= Selection =

Having just been accused of trying to strangle his son, he has left his terrified wife locked in the staff quarters upstairs in the hotel and wandered into the deserted Colorado Lounge. Peering into the dark, he sees bottles on the empty shelves.

The shelves were totally bare. But now, lit only murkily by the light which filtered through from the dining room (which was itself only dimly lit because of the snow blocking the windows), he thought he saw ranks and ranks of bottles twinkling mutedly behind the bar, and siphons, and even beer dripping from the spigots of all three highly polished taps.

Hallucinating, play acting, reminiscing, Jack approaches the bar:

“Hi Lloyd,” he said. “A little slow tonight, isn’t it?” Lloyd said it was. Lloyd asked him what it would be. “Now, I’m really glad you asked me that,” Jack said, “Really glad. Because I happen to have two twenties and two tens in my wallet and I was afraid they’d be sitting right there until sometime next April. There isn’t a Seven-Eleven around here, would you believe it? And I thought they had Seven-Elevens on the fucking moon.” Lloyd sympathized. “So here’s what,” Jack said. “You set me up an even twenty martinis. An even twenty, just like that, kazang. One for every month I’ve been on the wagon and one to grow on. You can do that, can’t you? You aren’t too busy?”

And somewhere in Jacks mind it’s very real indeed:

Jack contemplated the twenty imaginary drinks, the martini glasses blushing droplets of condensation, each with a swizzle poked through a plump green olive. He could almost smell gin on the air.

As Jack starts his inexorable descent into madness and violence, The Shining shows itself to be a masterpiece of psychological terror.

= Record excerpts =
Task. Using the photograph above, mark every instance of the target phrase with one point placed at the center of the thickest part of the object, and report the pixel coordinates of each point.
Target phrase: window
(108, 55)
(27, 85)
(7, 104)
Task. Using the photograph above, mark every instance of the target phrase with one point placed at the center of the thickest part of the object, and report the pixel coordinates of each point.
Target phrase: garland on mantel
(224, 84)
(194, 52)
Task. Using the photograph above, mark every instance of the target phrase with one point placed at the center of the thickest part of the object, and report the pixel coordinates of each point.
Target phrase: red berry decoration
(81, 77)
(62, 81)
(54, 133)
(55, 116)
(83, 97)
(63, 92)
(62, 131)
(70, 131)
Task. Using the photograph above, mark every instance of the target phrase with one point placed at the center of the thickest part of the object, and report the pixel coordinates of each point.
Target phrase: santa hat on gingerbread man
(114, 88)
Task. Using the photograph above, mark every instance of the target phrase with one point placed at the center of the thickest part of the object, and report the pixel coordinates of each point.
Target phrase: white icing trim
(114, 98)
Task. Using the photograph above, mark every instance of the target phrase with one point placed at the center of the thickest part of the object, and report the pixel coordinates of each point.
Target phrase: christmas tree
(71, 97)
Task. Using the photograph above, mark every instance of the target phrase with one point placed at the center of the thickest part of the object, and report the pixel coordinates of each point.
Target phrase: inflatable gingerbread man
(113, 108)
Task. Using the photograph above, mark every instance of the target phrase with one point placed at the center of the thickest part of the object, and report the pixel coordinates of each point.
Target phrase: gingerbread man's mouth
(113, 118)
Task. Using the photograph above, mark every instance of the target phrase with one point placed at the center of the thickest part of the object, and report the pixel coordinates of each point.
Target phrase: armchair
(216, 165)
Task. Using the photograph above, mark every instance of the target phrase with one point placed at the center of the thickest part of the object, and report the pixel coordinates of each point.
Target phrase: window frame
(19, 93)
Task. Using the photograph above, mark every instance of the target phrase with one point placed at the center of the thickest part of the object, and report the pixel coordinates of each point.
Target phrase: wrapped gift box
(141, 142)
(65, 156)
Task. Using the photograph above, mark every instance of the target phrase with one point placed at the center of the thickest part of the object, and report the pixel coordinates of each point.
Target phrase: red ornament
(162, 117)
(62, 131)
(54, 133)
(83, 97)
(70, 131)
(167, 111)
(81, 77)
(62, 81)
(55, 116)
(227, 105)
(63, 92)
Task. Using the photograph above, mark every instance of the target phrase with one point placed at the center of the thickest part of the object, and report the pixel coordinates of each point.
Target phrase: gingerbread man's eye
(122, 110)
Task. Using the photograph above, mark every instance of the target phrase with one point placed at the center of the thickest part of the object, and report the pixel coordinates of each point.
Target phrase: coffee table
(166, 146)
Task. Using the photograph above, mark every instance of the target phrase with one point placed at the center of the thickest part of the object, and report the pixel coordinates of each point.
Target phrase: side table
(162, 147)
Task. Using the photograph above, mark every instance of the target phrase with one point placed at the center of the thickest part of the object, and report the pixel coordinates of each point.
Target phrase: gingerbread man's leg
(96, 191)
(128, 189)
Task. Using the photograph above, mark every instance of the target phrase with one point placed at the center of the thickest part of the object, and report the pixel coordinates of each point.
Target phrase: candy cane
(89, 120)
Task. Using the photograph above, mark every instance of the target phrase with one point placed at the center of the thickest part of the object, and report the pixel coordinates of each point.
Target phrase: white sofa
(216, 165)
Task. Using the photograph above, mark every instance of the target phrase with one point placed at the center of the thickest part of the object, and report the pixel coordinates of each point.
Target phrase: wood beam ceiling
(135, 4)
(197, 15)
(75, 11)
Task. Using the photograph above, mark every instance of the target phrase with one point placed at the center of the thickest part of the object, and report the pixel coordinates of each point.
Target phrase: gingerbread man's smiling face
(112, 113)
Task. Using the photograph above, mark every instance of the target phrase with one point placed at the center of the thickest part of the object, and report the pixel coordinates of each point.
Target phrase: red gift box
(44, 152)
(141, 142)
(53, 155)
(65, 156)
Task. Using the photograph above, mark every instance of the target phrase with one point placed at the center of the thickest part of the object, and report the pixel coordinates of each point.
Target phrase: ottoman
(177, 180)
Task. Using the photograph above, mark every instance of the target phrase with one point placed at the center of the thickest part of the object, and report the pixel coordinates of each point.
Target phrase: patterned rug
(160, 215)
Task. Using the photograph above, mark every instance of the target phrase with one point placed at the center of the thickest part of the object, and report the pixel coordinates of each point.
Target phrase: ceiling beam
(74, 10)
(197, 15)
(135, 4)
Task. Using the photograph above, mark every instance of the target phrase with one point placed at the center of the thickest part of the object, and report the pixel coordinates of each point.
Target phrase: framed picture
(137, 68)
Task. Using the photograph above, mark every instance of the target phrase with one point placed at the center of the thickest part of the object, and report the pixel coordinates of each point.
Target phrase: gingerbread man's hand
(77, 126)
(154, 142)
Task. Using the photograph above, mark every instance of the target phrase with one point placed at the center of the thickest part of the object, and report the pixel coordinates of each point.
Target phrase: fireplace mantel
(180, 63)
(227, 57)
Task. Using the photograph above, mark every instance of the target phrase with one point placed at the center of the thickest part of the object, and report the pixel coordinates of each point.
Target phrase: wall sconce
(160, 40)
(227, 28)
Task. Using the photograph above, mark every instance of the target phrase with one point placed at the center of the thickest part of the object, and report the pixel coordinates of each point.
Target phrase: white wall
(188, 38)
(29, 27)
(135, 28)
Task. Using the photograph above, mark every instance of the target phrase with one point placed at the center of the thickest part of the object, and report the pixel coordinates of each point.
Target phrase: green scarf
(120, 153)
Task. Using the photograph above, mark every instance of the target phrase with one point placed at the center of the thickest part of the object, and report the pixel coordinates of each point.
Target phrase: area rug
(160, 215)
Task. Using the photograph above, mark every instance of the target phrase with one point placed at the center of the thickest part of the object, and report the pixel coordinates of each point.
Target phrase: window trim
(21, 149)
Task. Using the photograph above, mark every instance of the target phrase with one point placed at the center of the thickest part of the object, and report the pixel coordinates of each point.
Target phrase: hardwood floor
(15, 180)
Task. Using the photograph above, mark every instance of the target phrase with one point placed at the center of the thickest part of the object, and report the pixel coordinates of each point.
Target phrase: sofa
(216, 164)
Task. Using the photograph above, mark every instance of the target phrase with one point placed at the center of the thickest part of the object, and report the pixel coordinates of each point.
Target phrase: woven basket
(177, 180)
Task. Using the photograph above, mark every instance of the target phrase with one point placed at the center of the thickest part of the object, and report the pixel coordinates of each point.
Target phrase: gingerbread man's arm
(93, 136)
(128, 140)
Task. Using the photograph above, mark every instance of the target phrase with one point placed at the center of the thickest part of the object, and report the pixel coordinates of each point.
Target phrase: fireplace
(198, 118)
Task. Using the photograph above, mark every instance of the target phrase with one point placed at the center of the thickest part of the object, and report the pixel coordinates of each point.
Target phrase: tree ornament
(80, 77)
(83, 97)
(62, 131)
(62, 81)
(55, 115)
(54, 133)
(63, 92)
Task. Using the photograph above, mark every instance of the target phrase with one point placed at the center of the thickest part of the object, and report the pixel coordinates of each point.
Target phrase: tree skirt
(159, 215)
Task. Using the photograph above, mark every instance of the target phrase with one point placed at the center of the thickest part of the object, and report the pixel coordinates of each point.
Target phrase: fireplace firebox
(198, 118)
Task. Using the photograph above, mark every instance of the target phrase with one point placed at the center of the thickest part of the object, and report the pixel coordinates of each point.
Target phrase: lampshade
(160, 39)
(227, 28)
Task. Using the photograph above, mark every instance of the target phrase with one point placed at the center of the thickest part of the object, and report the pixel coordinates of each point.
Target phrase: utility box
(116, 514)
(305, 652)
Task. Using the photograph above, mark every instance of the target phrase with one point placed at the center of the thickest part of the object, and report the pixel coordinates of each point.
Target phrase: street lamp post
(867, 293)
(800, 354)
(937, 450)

= Set exercise 1 =
In the passage about The Shining, what does Jack think he sees behind the bar in the Colorado Lounge? List every item.
= Set exercise 2 =
Print the passage about The Shining from "Jack contemplated the" to "of psychological terror.".
The entries come from a separate source and are unrelated to the passage about The Shining.

= Task result 1 =
- Ranks and ranks of bottles twinkling mutedly
- Siphons
- Beer dripping from the spigots of all three highly polished taps

= Task result 2 =
Jack contemplated the twenty imaginary drinks, the martini glasses blushing droplets of condensation, each with a swizzle poked through a plump green olive. He could almost smell gin on the air.

As Jack starts his inexorable descent into madness and violence, The Shining shows itself to be a masterpiece of psychological terror.